Task details
Rewrite every line of the records below, substituting "marker" for each "keypoint" and changing nothing else. Leave the pictures out of your answer.
◇ ◇ ◇ ◇ ◇ ◇ ◇
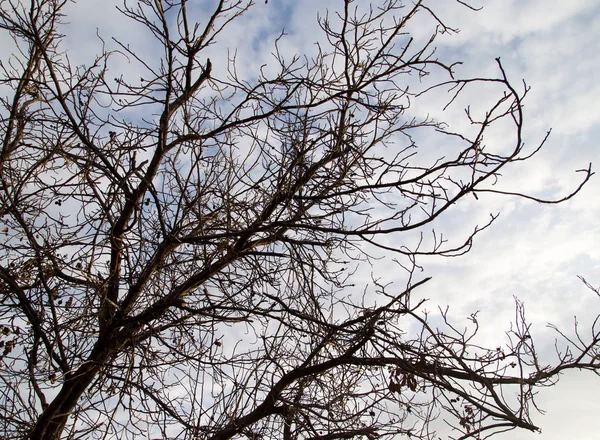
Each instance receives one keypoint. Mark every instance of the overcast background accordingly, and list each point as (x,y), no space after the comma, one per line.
(534,252)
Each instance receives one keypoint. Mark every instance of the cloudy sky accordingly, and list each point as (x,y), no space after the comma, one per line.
(534,252)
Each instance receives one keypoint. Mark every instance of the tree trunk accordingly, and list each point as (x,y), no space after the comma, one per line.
(53,419)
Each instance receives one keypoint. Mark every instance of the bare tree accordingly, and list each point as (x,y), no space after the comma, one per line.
(178,250)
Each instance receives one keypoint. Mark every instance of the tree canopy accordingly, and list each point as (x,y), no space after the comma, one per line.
(181,242)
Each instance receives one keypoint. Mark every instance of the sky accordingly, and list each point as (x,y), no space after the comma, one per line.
(534,252)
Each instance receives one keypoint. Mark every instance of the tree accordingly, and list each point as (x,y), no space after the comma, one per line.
(179,250)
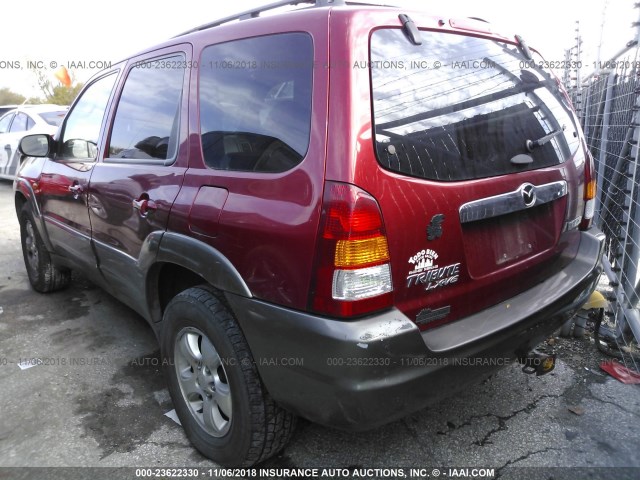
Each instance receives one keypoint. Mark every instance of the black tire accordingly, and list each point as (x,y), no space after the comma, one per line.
(44,276)
(256,428)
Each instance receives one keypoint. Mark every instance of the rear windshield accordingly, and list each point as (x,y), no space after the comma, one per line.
(458,108)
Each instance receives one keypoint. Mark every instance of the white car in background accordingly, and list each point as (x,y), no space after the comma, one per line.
(25,120)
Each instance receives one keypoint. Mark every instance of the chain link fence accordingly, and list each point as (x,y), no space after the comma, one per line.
(608,104)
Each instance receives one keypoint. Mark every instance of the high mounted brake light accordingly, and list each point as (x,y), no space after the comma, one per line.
(353,274)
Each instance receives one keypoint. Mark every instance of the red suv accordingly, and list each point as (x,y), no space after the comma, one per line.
(338,212)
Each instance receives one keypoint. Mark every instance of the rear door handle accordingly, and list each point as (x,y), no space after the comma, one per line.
(76,190)
(144,205)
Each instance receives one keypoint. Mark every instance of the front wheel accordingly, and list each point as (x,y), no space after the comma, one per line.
(44,276)
(225,410)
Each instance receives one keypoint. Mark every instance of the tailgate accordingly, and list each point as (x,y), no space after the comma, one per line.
(479,151)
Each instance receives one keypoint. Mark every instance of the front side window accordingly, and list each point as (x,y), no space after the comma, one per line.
(255,102)
(82,127)
(459,107)
(54,118)
(19,123)
(148,114)
(5,122)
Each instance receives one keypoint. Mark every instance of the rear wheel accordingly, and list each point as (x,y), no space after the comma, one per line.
(216,390)
(44,276)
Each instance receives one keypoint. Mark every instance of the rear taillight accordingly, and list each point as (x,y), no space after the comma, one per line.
(352,270)
(589,192)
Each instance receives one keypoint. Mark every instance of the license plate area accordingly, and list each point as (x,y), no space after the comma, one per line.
(501,241)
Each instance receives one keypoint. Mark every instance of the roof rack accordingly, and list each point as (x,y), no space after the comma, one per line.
(253,13)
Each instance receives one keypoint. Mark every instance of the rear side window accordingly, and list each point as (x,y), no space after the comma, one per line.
(255,102)
(82,126)
(148,114)
(459,108)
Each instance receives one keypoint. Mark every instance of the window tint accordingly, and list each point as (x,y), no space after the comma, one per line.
(19,123)
(54,118)
(82,126)
(148,114)
(255,102)
(5,122)
(470,116)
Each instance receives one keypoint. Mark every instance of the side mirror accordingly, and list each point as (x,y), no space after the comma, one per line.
(39,145)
◇ ◇ ◇ ◇ ◇ ◇ ◇
Task solution
Each instance receives one marker. Mark every instance of the overcast background accordingly, and list each point as (x,y), no space after the comma, one per line.
(534,252)
Each instance receives one marker. Mark every instance of the cloudy sky accordingly, and list each point as (x,y), no space after the comma, one per line.
(534,252)
Each instance receives one marker. Mark every instance of the tree trunk accordingly, and list each point as (x,y), no space after the comma, one per line.
(53,419)
Each instance receives one marker. Mark every instance of the bare tree accordingly, and list each point as (x,y), no space after the comma, one per line.
(178,250)
Each instance receives one marker. Mark every instance of the tree canopy accordingly, and list each point as (x,y), no space after the comma, one per line.
(181,242)
Each instance receives one marker. Mark every instance of the sky accordingly, and list each point as (x,y), no space after the comma, one per line.
(534,252)
Each instance receives one marker. Mark every instance of the tree accordingly, and list each point as (x,y), no space after the comma, one per line.
(179,250)
Each instance receives one marker. Mark every instance of the black tire accordingly, and list each point as (x,y), no space after the comma, one per line.
(44,276)
(256,428)
Each instance receives one marker. Mark every instance of the rear windshield accordingly, and list each point as (x,y), no space after the comma, one per line.
(458,108)
Each instance receives one marker. Mark every instance of the white car in background accordingly, and list each point as (x,y), no space after the comma, one per line.
(25,120)
Each instance receives one marker. Mark every instance of the chain link fence accordingly, and list each point as (x,y), no space after the comma, one per line.
(608,104)
Each instance receives one marker. Mark every instance of the high mounted brake light accordingly, and list each point as (x,y), no space after the comma, one per line.
(353,274)
Each instance receives one marker. Mark every instance of the red suv accordingly, and list each point as (x,y), no space after the comma, one per line.
(338,212)
Each instance receives one marker. Mark every instance of the rear door handle accordingly, and list each point as (x,y), no space after the comma, one per line.
(76,190)
(144,205)
Each instance receives one marker. Mark every instance of the front wheel accordingly, and list each point as (x,y), no space after the comma, one per line.
(44,276)
(225,410)
Each instance receives one marker. Mark every instance of the tailgate accordingly, and list each point as (x,y), no space after the comma, one per line.
(479,151)
Each instance receives one marker. Mark every instance of the front side window accordingly, and list each point as (x,y), no space after the comma, one per line.
(255,102)
(82,127)
(459,107)
(54,118)
(19,123)
(148,114)
(5,122)
Each instance receives one marker. Mark every instance of the rear wheel accordingly, and list each point as (x,y), no space after the comma, one per line.
(216,390)
(44,276)
Each instance receives one marker. Mark every instance of the rear taillight accordingly, and list each point as (x,y), no space after the comma, one per line.
(352,270)
(589,192)
Each instance receives one marker. Mark every instance of the license plate area accordingly, and list each point as (x,y), no space after the comma, one per line.
(501,241)
Each instance receives one marker. Mark every instance of the roof rack accordingly, and list each point as (x,y), no space after the comma, one per line.
(253,13)
Each instance receives one marker. Mark every instance of the rear side window accordingly, and list each point as (x,y), no space after the comma, one per line.
(255,102)
(82,126)
(148,114)
(459,108)
Each instance receives one marker. Mark every instance of the window tint accordingly, and list each point as (x,y), no space after the comma, one per line.
(19,123)
(54,118)
(82,126)
(148,114)
(255,102)
(5,122)
(470,116)
Each instance receives one marker. Mark every instance of the side mirror accordingly, and list each point as (x,y), no space after the comma, one per line.
(39,145)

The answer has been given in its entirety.